[Tarea A]
Devuelve cada línea de los registros en la que aparezca la palabra "cliff".

[Texto extraído]
★ ★ ★ ★ ★

POR JUAN CARLOS MÉNDEZ GUÉDEZ
En el año 2002 se presentó en la FNAC de Madrid el libro La mujer de la roca (y otros ejercicios narrativos). Un volumen antológico editado y seleccionado por Ernesto Suárez en el que se recuperaban varios de los momentos más lúcidos y esplendorosos de la narrativa de José Balza. De aquel día retengo muy pocos datos; es inevitable; las presentaciones suelen parecerse y hay algo en ellas que nos cubre de niebla, que nos aturde; son la posposición al verdadero momento que aguardamos: la intimidad frente a las palabras del autor.

Sin embargo, admito que de aquella tarde perduran al menos tres detalles: la lectura pública de uno de los cuentos de ese volumen por el actor y director de cine Frank Spano: agudeza de la voz, ritmos ondulantes. Luego, las propias palabras de Balza: encadenamiento de lucidez sobre el género cuentístico y evocación de paisajes volcánicos que el autor venezolano reconstruyó a partir de varios fragmentos de André Bretón. Y un tercer momento que para mí es claramente inolvidable: el instante en que Balza conoció a Medardo Fraile.

★ ★ ★ ★ ★

[Datos guardados]
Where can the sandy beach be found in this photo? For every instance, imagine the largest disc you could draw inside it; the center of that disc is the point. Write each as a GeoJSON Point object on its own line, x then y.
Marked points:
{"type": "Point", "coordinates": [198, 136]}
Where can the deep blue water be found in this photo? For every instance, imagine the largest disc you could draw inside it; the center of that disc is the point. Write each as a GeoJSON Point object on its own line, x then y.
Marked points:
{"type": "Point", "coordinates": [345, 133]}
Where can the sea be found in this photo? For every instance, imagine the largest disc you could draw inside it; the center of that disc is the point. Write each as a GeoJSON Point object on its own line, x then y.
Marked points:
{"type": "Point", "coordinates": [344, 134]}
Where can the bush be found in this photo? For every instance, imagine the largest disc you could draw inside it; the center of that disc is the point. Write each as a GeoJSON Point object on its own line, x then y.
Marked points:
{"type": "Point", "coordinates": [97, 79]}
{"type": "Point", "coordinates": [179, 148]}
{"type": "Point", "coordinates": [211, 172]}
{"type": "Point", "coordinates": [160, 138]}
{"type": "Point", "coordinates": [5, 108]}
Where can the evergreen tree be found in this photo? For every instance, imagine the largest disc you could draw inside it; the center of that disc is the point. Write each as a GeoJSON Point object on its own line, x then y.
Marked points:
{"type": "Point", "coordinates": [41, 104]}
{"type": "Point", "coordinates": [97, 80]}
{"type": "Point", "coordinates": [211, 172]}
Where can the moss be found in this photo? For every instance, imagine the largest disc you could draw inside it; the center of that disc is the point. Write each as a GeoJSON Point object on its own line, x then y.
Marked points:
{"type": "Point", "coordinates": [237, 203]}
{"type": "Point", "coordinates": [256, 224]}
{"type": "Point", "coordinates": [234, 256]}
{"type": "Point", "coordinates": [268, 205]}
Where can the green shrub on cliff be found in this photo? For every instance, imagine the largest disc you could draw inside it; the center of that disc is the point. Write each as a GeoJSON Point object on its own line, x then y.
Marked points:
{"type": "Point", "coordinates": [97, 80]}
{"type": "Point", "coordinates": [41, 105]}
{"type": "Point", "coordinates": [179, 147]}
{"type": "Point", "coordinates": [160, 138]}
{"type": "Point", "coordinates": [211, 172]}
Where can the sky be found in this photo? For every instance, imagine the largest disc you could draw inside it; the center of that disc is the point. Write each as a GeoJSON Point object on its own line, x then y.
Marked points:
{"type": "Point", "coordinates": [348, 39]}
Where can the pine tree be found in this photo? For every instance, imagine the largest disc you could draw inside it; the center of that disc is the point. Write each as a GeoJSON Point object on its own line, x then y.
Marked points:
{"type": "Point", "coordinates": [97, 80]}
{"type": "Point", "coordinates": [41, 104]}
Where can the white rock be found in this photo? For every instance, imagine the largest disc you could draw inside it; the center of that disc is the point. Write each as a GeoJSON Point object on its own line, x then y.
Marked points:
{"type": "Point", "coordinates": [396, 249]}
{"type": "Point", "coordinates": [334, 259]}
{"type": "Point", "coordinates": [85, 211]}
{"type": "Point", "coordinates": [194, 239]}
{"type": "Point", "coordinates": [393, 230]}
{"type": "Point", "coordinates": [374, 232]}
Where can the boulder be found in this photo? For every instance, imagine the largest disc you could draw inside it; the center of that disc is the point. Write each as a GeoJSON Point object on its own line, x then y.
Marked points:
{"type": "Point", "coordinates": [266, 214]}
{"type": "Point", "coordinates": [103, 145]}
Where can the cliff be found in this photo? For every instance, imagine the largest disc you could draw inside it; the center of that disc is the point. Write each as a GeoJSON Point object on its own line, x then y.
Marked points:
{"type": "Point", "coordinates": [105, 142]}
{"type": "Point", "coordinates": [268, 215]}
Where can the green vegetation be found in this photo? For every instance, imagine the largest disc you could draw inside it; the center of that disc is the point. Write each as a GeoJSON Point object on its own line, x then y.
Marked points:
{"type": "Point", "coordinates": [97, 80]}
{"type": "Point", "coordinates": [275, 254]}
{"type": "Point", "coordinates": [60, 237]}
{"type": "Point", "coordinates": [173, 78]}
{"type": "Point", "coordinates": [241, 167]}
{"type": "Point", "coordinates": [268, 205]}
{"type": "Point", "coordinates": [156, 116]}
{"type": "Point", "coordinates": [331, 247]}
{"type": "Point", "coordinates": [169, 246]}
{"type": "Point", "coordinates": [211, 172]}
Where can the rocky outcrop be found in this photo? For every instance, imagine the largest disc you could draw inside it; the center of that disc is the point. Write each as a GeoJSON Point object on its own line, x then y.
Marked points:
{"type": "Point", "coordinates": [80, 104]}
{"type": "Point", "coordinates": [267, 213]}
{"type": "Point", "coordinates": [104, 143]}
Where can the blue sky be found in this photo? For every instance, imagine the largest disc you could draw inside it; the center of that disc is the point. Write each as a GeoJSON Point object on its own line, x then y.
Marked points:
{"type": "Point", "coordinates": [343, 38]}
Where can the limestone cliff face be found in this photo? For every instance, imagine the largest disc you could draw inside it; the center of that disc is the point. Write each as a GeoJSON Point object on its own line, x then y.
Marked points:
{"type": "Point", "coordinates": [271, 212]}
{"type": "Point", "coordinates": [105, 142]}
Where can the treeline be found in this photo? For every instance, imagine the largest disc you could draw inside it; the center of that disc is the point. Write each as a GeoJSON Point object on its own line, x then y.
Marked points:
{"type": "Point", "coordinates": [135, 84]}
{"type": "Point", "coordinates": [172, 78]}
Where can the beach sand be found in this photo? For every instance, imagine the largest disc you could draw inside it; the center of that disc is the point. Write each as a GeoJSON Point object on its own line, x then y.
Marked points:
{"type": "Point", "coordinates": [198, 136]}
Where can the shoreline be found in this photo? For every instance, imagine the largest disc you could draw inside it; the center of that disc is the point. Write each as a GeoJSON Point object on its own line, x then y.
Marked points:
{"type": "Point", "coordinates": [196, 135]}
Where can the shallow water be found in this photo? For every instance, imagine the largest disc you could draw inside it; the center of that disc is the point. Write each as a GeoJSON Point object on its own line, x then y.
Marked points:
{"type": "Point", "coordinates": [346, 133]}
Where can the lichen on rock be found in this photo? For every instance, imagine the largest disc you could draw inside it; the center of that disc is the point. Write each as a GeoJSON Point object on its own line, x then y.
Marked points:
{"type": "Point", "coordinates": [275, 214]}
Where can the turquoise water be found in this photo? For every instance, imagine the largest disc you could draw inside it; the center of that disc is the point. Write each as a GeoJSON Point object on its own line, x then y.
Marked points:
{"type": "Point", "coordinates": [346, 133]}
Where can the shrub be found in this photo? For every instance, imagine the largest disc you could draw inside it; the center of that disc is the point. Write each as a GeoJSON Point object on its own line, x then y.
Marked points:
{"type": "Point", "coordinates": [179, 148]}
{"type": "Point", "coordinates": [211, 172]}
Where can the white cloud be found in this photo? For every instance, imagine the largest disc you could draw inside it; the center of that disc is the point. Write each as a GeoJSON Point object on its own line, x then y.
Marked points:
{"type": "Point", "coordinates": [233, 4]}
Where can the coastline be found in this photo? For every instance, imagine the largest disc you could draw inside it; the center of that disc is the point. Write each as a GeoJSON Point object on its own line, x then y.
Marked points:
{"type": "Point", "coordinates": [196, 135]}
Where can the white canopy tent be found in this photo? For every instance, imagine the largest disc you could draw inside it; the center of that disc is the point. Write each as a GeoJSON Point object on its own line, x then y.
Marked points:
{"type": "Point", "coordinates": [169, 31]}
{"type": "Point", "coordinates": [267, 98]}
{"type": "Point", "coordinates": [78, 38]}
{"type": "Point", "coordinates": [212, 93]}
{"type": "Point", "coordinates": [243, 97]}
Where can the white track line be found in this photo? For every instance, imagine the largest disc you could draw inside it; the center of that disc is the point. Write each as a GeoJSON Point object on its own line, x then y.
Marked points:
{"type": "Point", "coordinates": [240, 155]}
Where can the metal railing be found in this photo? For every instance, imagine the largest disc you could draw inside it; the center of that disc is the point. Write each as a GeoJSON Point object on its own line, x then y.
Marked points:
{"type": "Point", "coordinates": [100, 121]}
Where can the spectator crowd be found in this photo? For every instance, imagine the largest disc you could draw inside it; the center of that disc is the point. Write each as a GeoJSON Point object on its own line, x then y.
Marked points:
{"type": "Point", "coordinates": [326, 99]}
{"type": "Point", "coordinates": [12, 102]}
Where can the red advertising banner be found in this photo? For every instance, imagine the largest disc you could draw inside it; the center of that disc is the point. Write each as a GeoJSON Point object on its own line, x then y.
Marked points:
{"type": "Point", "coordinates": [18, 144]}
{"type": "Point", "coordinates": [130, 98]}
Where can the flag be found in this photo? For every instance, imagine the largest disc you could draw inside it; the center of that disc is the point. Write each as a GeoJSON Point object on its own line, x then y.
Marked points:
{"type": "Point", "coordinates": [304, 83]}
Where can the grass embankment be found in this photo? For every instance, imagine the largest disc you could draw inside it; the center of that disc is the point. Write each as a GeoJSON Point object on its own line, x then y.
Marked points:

★ ★ ★ ★ ★

[Tarea B]
Escribe la parte que sigue del texto sobre la presentación en Madrid del libro de José Balza, a partir de su última frase.

[Resultado A]
Where can the green shrub on cliff be found in this photo? For every instance, imagine the largest disc you could draw inside it; the center of that disc is the point. Write each as a GeoJSON Point object on its own line, x then y.
Where can the cliff be found in this photo? For every instance, imagine the largest disc you could draw inside it; the center of that disc is the point. Write each as a GeoJSON Point object on its own line, x then y.
Where can the limestone cliff face be found in this photo? For every instance, imagine the largest disc you could draw inside it; the center of that disc is the point. Write each as a GeoJSON Point object on its own line, x then y.

[Resultado B]
Los vi juntos, caminando por la calle Preciados, hablando, dando pasos cortos hacia la Puerta del Sol y hacia el ruido vibrante de algún bar donde nos reuniríamos para cenar esa noche. Yo no tenía plena conciencia de ello pero en ese momento se estaban conociendo dos de los más grandes cuentistas del idioma español. Un encuentro feliz, entrañable, como el que alguna vez contó Domingo Miliani, cuando Juan Rulfo y Julio Garmendia se reunieron en Caracas a conversar en voz muy baja sobre sus libros o el momento en que García Márquez y Vargas Llosa tropezaron por primera vez en el aeropuerto de Maiquetía.

Lo cierto es que querría uno tener acceso directo a esas conexiones; recuperar cada una de sus palabras; conocer las frases teóricas que pudieron compartir; reconocer las listas de lecturas que pudieron intercambiar; las pequeñas confesiones personales; las ideas de escritura que rondaban a los dos autores en ese momento. Pero poco, muy poco, queda como testimonio de esos juegos del azar.

Ser lector es también imaginar las palabras que nunca se han escrito.

Paso unos días evocando aquel lejano encuentro.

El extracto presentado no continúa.